> [Passage provided]:

>> START

Correcting and Calculating the Size of Adjustments in the USHCN
By Anthony Watts and Zeke Hausfather
A recent WUWT post included a figure which showed the difference between raw and fully adjusted data in the United States Historical Climatology Network (USHCN). The figure, used in that WUWT post was from from Steven Goddard’s website, and in addition to the delta from adjustments over the last century, included a large spike of over 1 degree F for the first three months of 2014. That spike struck some as unrealistic, but knowing that a lot of adjustment goes into producing the final temperature record, some weren’t surprised at all. This essay is about finding the true reason behind that spike.
One commenter on that WUWT thread, Chip Knappenberger, said he didn’t see anything amiss when plotting the same data in other ways, and wondered in an email to Anthony Watts if the spike was real or not.
Anthony replied to Knappenberger via email that he thought it was related to late data reporting, and later repeated the same comment in an email to Zeke Hausfather, while simultaneously posting it to Nick Stokes blog, who had also been looking into the spike.
This spike at the end may be related to the “late data” problem we see with GHCN/GISS and NCDC’s “state of the climate” reports. They publish the numbers ahead of dataset completeness, and they have warmer values, because I’m betting a lot of the rural stations come in later, by mail, rather than the weathercoder touch tone entries. Lot of older observers in USHCN, and I’ve met dozens. They don’t like the weathercoder touch-tone entry because they say it is easy to make mistakes.
And, having tried it myself a couple of times, and being a young agile whippersnapper, I screw it up too.
The USHCN data seems to show completed data where there is no corresponding raw monthly station data (since it isn’t in yet) which may be generated by infilling/processing….resulting in that spike. Or it could be a bug in Goddard’s coding of some sorts. I just don’t see it since I have the code. I’ve given it to Zeke to see what he makes of it.

>> END

> [Supplied material]:
>> START

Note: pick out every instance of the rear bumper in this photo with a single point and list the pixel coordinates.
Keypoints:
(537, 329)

>> END
>> START

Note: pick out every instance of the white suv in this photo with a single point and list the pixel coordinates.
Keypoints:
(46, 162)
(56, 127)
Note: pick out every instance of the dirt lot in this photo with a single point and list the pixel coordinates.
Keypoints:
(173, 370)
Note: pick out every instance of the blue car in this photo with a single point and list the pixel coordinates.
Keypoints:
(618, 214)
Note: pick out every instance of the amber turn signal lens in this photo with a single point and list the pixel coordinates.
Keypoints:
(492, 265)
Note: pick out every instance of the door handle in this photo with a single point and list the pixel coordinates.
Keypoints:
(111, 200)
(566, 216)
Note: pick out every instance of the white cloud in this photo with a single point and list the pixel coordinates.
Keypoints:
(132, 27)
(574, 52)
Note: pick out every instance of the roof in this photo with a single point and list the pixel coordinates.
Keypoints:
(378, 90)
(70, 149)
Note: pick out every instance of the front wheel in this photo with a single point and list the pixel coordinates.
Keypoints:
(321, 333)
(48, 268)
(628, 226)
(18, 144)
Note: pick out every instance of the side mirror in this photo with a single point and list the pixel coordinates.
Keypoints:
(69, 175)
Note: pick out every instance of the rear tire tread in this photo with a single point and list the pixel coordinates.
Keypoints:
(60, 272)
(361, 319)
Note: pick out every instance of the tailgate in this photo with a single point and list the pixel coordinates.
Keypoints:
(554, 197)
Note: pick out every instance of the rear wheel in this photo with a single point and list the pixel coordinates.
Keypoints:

>> END

> [Exercises to complete]:
a - Answer these questions from the passage on USHCN adjustments:
(i) How large was the spike shown for the first three months of 2014?
(ii) Who said he saw nothing amiss when plotting the same data in other ways?
(iii) On whose blog did Anthony post his comment about late data reporting?
b - Reproduce the passage on USHCN adjustments word for word, starting with "Anthony replied to" and going on through "screw it up too.".

> [Outputs by task]:
a -
(i) Over 1 degree F.
(ii) Chip Knappenberger.
(iii) Nick Stokes.

b -
Anthony replied to Knappenberger via email that he thought it was related to late data reporting, and later repeated the same comment in an email to Zeke Hausfather, while simultaneously posting it to Nick Stokes blog, who had also been looking into the spike.
This spike at the end may be related to the “late data” problem we see with GHCN/GISS and NCDC’s “state of the climate” reports. They publish the numbers ahead of dataset completeness, and they have warmer values, because I’m betting a lot of the rural stations come in later, by mail, rather than the weathercoder touch tone entries. Lot of older observers in USHCN, and I’ve met dozens. They don’t like the weathercoder touch-tone entry because they say it is easy to make mistakes.
And, having tried it myself a couple of times, and being a young agile whippersnapper, I screw it up too.